■ PROMPT ■
A faithful, complete copy of the entries below is required, with images removed.

■ RECORDED DATA ■
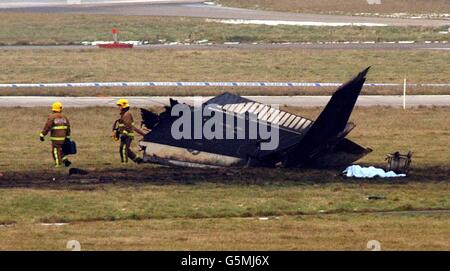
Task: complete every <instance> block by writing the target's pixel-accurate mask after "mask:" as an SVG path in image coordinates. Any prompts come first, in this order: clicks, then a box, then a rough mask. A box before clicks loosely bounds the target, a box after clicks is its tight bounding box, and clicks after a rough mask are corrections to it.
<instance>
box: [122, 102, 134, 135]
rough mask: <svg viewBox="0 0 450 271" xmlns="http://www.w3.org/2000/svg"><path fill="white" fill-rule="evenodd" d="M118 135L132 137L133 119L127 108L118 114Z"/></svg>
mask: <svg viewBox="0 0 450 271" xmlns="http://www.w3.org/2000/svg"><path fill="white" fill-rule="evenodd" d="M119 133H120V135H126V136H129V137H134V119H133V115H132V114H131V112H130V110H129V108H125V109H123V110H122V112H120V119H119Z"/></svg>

■ WRITTEN SOLUTION ■
Task: complete every <instance> block by writing the target's pixel-accurate mask after "mask:" as an SVG path in image coordinates. Any prompts come first, in this order: clicks, then a box, then a rough mask. A box before clicks loosely bounds the target, a box after clicks is its tight bounding box, and clicks after a rough mask are corrections to it.
<instance>
box: [122, 102, 134, 135]
rough mask: <svg viewBox="0 0 450 271" xmlns="http://www.w3.org/2000/svg"><path fill="white" fill-rule="evenodd" d="M118 135L132 137L133 119L127 108L118 114Z"/></svg>
mask: <svg viewBox="0 0 450 271" xmlns="http://www.w3.org/2000/svg"><path fill="white" fill-rule="evenodd" d="M119 133H120V135H126V136H129V137H134V119H133V115H132V114H131V112H130V110H129V108H125V109H123V110H122V112H120V119H119Z"/></svg>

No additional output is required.